Labeled outline records
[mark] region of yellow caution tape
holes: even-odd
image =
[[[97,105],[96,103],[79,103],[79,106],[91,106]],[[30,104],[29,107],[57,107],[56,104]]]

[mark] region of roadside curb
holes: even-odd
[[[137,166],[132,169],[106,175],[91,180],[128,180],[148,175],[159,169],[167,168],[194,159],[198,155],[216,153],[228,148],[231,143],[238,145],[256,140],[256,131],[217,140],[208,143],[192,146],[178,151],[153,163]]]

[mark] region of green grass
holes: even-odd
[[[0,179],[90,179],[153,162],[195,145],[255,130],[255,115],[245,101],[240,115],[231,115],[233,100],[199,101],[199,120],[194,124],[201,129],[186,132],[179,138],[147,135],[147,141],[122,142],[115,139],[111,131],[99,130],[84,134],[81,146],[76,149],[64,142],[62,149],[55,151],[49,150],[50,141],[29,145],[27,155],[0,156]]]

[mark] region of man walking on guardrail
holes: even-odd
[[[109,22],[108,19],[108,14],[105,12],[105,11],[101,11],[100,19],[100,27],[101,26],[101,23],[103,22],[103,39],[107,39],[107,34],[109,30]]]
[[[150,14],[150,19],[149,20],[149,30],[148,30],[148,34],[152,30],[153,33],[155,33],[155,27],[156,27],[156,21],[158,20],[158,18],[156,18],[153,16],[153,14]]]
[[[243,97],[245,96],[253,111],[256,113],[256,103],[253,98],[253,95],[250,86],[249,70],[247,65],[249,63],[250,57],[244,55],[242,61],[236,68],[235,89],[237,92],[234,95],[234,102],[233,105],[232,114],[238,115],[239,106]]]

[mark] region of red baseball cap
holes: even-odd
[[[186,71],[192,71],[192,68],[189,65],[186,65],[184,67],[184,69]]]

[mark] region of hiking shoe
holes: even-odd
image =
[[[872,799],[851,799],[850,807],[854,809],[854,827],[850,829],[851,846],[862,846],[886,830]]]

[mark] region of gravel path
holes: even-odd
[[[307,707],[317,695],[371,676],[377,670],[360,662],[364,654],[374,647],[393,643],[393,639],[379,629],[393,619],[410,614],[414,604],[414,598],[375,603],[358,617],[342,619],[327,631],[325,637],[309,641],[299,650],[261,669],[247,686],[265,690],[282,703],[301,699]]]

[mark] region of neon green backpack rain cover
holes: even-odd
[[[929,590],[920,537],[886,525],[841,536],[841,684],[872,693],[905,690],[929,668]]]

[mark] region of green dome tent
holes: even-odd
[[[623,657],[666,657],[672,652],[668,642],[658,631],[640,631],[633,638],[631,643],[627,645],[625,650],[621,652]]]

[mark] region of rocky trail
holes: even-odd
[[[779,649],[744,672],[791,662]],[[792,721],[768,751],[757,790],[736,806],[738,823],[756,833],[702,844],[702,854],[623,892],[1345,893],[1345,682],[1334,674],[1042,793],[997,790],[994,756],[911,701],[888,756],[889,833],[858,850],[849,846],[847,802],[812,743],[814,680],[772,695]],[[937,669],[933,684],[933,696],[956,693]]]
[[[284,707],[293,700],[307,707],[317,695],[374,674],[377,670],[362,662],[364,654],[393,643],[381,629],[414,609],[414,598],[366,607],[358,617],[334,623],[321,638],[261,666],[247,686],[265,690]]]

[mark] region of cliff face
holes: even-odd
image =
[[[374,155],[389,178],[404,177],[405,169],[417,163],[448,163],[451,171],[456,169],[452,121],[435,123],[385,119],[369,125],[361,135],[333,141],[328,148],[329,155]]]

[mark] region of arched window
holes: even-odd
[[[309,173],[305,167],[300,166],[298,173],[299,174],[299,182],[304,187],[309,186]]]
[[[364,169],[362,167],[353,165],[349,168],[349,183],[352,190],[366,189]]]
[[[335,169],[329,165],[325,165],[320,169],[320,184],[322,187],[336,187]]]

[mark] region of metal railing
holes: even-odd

= JOB =
Copy out every line of the records above word for word.

= RESULT =
[mark] region of yellow caution tape
holes: even-odd
image =
[[[97,105],[96,103],[79,103],[79,106],[91,106]],[[30,104],[29,107],[57,107],[56,104]]]

[mark] region of roadside curb
holes: even-odd
[[[137,166],[132,169],[106,175],[91,180],[128,180],[148,175],[159,169],[167,168],[194,159],[198,155],[216,153],[228,148],[231,143],[238,145],[256,140],[256,131],[217,140],[208,143],[192,146],[178,151],[153,163]]]

[mark] region of green grass
holes: even-odd
[[[0,179],[90,179],[153,162],[195,145],[255,130],[255,115],[245,101],[240,115],[231,115],[233,100],[199,101],[199,120],[194,124],[201,129],[186,132],[179,138],[147,135],[147,141],[122,142],[115,139],[111,131],[99,130],[84,134],[81,146],[76,149],[64,142],[62,149],[55,151],[49,150],[50,141],[29,145],[27,155],[0,156]]]

[mark] region of man walking on guardrail
holes: even-odd
[[[109,22],[108,19],[108,14],[105,12],[105,11],[101,11],[100,19],[100,27],[101,26],[101,23],[103,22],[103,39],[107,39],[107,34],[109,30]]]
[[[150,14],[150,19],[149,20],[149,30],[148,30],[148,34],[152,30],[153,33],[155,33],[155,27],[156,27],[156,21],[158,20],[158,18],[156,18],[153,16],[153,14]]]
[[[243,97],[245,96],[253,111],[256,113],[256,103],[253,98],[253,95],[250,86],[249,70],[247,65],[249,63],[250,57],[244,55],[242,61],[236,68],[235,89],[237,92],[234,95],[234,102],[233,105],[232,114],[238,115],[239,106]]]

[mark] region of red baseball cap
holes: even-odd
[[[186,71],[192,71],[192,68],[189,65],[186,65],[184,67],[184,69]]]

[mark] region of hiking shoe
holes: even-odd
image =
[[[872,799],[851,799],[850,807],[854,809],[854,827],[850,829],[851,846],[862,846],[886,830]]]

[mark] region of gravel path
holes: even-odd
[[[307,707],[317,695],[371,676],[377,670],[360,662],[364,654],[374,647],[393,643],[393,639],[379,629],[393,619],[410,614],[414,604],[414,598],[375,603],[358,617],[342,619],[327,631],[325,637],[309,641],[299,650],[261,669],[247,686],[265,690],[282,703],[301,699]]]

[mark] region of neon green backpack rain cover
holes: even-odd
[[[929,590],[920,537],[886,525],[841,536],[841,684],[872,693],[905,690],[929,668]]]

[mark] region of green dome tent
holes: even-odd
[[[623,657],[666,657],[672,652],[668,642],[658,631],[640,631],[633,638],[631,643],[627,645],[625,650],[621,652]]]

[mark] region of rocky trail
holes: even-odd
[[[779,649],[744,672],[791,662]],[[792,721],[768,751],[757,790],[736,806],[738,823],[756,833],[702,844],[702,854],[623,892],[1345,893],[1345,682],[1334,674],[1042,793],[997,790],[994,756],[911,701],[888,756],[889,833],[858,850],[849,846],[847,802],[812,743],[814,680],[772,695]],[[937,669],[933,684],[933,696],[956,693]]]
[[[284,707],[293,700],[307,707],[317,695],[374,674],[377,670],[362,662],[364,654],[393,643],[381,629],[414,609],[414,598],[366,607],[358,617],[334,623],[321,638],[261,666],[247,686],[265,690]]]

[mark] region of cliff face
holes: even-odd
image =
[[[374,155],[389,178],[404,177],[405,169],[417,163],[448,163],[451,171],[456,169],[452,121],[435,123],[385,119],[369,125],[361,135],[333,141],[328,148],[329,155]]]

[mark] region of arched window
holes: even-odd
[[[309,173],[305,167],[300,166],[298,173],[299,174],[299,182],[304,187],[309,186]]]
[[[364,169],[362,167],[353,165],[349,168],[349,183],[352,190],[366,189]]]
[[[335,169],[329,165],[325,165],[320,169],[320,184],[322,187],[336,187]]]

[mark] region of metal railing
holes: even-odd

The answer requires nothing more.